Banda Aceh | Lintas Gayo – Terkait tulisan opini Thayeb Sulaiman (akitivis kebudayaan di Pusat Kebudayaan Aceh Turki (PuKAT) berjudul Tari Saman Aceh di Media Serambi edisi Minggu, 21 Oktober 2012, halaman 2 (http://aceh.tribunnews.com/2012/10/21/tari-saman-aceh) menuai banyak protes dari berbagai pihak khususnnya budayawan serta masyarakat umum di Kabupaten Gayo Lues.
Mereka menganggap analisis Thayeb tentang tari Saman tersebut salah besar dan dianggap membunuh sejumlah kekayaan budaya Aceh itu sendiri. Lagi pula tulisan Thayeb dinilai hanya menggunakan penalaran yang dangkal.
Bahrinsyah salah satu tokoh masyarakat Gayo Lues di Banda Aceh mengaku kecewa dengan tulisan Thayeb yang hanya berdasarkan analisi pribadi. Bahrinsyah menganggap itu dapat berakibat buruk terhadap pemahaman masyarakat Aceh terhadap seni dan budaya khususnya para remaja.
Bahrisnyah menambahkan, seharusnya sebelum Thayeb mengeluarkan analisisnya tentang Tari Saman, terlebih dahulu dia harus terlibat dan komunikasi langsung dengan tokoh atau budayawan masyarakat Gayo Lues sebagai daerah asal Tari Saman.
“Saya rasa, hal yang dilakukan Thayeb tidak etis. Bagaiamana anak cucu kita nanti bisa paham tentang budayanya, kalau para pelaku Seniman kita saja masih banyak yang mengeluarkan pendapat berdasarkan analisis pribadinya,” terang Bahrinsyah pada Lintas Gayo, Senin. (22/10/2012) malam.
—————
__INSTRUKSI TUGAS 1__. Sajikan baris-baris catatan sebagai daftar bernomor, mulai dari baris pertama catatan sampai dengan baris yang memuat "261], [226, 264]]]", termasuk baris itu sendiri. Jangan sertakan baris kosong.
Catatan yang disertakan sama sekali tidak berkaitan dengan artikel tersebut.
—————
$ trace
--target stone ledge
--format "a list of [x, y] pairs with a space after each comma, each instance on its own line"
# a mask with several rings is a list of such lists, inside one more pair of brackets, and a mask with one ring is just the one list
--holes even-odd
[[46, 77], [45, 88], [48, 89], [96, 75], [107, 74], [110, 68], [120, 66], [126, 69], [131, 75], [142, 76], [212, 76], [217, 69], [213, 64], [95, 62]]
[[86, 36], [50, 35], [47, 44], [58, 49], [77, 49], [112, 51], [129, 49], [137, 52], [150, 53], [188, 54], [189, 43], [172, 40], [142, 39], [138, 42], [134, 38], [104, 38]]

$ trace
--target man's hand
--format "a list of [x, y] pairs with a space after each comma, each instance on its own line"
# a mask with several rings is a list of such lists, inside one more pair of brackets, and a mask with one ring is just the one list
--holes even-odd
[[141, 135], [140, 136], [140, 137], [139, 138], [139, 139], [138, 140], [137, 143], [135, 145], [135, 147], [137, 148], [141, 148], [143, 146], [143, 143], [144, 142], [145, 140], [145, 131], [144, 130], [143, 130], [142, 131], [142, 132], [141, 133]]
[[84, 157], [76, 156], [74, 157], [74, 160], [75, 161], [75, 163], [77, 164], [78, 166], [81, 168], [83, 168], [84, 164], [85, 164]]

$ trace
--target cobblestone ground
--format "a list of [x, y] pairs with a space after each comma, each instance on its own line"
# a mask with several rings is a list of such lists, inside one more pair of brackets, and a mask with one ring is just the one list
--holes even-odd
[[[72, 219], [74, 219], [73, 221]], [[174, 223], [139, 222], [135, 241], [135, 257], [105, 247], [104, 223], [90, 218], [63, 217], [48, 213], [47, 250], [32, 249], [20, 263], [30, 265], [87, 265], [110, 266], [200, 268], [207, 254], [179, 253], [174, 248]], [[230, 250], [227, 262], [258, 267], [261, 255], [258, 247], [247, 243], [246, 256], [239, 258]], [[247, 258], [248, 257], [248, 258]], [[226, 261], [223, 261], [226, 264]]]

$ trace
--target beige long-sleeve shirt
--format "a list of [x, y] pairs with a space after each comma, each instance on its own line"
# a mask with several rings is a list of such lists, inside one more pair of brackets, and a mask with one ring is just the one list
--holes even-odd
—————
__INSTRUKSI TUGAS 2__.
Jawab pertanyaan berikut berdasarkan artikel tentang Tari Saman.
(a) Pada hari dan tanggal berapa opini Thayeb Sulaiman dimuat di Serambi?
(b) Siapa tokoh masyarakat Gayo Lues di Banda Aceh yang mengaku kecewa dengan tulisan Thayeb?
(c) Daerah mana yang disebut sebagai daerah asal Tari Saman?

__PENYELESAIAN LENGKAP 1__.
1. $ trace
2. --target stone ledge
3. --format "a list of [x, y] pairs with a space after each comma, each instance on its own line"
4. # a mask with several rings is a list of such lists, inside one more pair of brackets, and a mask with one ring is just the one list
5. --holes even-odd
6. [[46, 77], [45, 88], [48, 89], [96, 75], [107, 74], [110, 68], [120, 66], [126, 69], [131, 75], [142, 76], [212, 76], [217, 69], [213, 64], [95, 62]]
7. [[86, 36], [50, 35], [47, 44], [58, 49], [77, 49], [112, 51], [129, 49], [137, 52], [150, 53], [188, 54], [189, 43], [172, 40], [142, 39], [138, 42], [134, 38], [104, 38]]
8. $ trace
9. --target man's hand
10. --format "a list of [x, y] pairs with a space after each comma, each instance on its own line"
11. # a mask with several rings is a list of such lists, inside one more pair of brackets, and a mask with one ring is just the one list
12. --holes even-odd
13. [[141, 135], [140, 136], [140, 137], [139, 138], [139, 139], [138, 140], [137, 143], [135, 145], [135, 147], [137, 148], [141, 148], [143, 146], [143, 143], [144, 142], [145, 140], [145, 131], [144, 130], [143, 130], [142, 131], [142, 132], [141, 133]]
14. [[84, 157], [76, 156], [74, 157], [74, 160], [75, 161], [75, 163], [77, 164], [78, 166], [81, 168], [83, 168], [84, 164], [85, 164]]
15. $ trace
16. --target cobblestone ground
17. --format "a list of [x, y] pairs with a space after each comma, each instance on its own line"
18. # a mask with several rings is a list of such lists, inside one more pair of brackets, and a mask with one ring is just the one list
19. --holes even-odd
20. [[[72, 219], [74, 219], [73, 221]], [[174, 223], [139, 222], [135, 241], [135, 257], [105, 247], [104, 223], [90, 218], [63, 217], [48, 213], [47, 250], [32, 249], [20, 263], [30, 265], [87, 265], [110, 266], [200, 268], [207, 254], [179, 253], [174, 248]], [[230, 250], [227, 262], [258, 267], [261, 255], [258, 247], [247, 243], [246, 256], [239, 258]], [[247, 258], [248, 257], [248, 258]], [[226, 261], [223, 261], [226, 264]]]

__PENYELESAIAN LENGKAP 2__.
(a) Minggu, 21 Oktober 2012
(b) Bahrinsyah
(c) Gayo Lues